Goal: Render the listing below as a two-column CSV with the headers "query" and "points". Give one row per text and its answer, with each value in a single quoted field and line breaks replaced by spaces.

Saved dataset items:
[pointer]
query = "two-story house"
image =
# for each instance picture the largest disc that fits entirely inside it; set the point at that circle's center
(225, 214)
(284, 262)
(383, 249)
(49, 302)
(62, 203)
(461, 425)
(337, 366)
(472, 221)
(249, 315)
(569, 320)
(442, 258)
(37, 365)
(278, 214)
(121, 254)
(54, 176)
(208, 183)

Finished task:
query,points
"[pointer] query = ""two-story house"" image = # for each instance picture the largest disc that fits entirely inside it; set the point at that circle's center","(225, 214) (284, 262) (383, 249) (49, 302) (62, 203) (461, 425) (337, 366) (472, 221) (249, 315) (569, 320) (442, 258) (37, 365) (278, 214) (121, 254) (54, 176) (208, 183)"